WORK TO DO -> Copy exactly, and only, the lines from the line containing "of the round" through the last line of the records below, both included.

EXTRACTED RECORDS ->

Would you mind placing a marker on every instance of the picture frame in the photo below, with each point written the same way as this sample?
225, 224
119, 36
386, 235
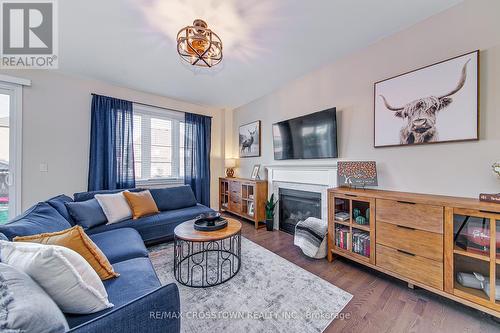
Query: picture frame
433, 104
255, 172
357, 173
249, 139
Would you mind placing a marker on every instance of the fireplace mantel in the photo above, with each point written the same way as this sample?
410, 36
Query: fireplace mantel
314, 178
319, 174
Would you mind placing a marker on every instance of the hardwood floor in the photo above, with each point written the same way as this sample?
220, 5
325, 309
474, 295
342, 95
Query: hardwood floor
380, 303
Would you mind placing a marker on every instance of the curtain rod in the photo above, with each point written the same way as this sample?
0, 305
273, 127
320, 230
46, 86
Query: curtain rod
155, 106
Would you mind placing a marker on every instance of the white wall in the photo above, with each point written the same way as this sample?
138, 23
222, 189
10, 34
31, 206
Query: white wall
56, 131
462, 169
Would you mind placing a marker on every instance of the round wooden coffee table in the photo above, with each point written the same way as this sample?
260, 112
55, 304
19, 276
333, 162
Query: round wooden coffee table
205, 259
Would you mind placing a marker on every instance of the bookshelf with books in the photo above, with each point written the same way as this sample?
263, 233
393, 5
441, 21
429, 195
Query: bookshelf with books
447, 245
351, 227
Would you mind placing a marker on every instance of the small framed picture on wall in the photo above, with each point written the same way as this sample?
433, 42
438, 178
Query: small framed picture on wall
255, 172
249, 139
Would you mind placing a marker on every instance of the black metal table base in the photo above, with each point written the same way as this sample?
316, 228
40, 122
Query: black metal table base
206, 264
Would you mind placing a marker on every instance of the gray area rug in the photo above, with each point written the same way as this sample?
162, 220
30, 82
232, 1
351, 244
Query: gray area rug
269, 294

SOLUTION FOR THIS TASK ->
Would you mind placing a marker on every instance of the round wooden coffee table in the photo above, with each point written the same way as this sample?
260, 112
55, 304
19, 276
333, 162
Query: round wooden coffee table
205, 259
Would you mind placing a marker on every instance of the bookshelf with books in the photo above, with each point written the same way as this sample?
263, 233
393, 5
441, 21
429, 195
Query: bookshelf with books
447, 245
351, 227
Would you mind placing a marker on every instance of the small framed picture on wall in the photo above, with each point written the same way as this sample?
433, 42
438, 178
Query: small framed picture on wall
255, 172
249, 139
Would you mind placing a marker on every instance of the black metal table base in the photo above, with each point written the same way as this sample?
316, 228
40, 122
Query: black metal table base
206, 264
Would you mind placing a marker on every instance of the gray area rug in the photo above, with each point written the same way as this sample?
162, 220
30, 82
232, 1
351, 244
Query: gray area rug
269, 294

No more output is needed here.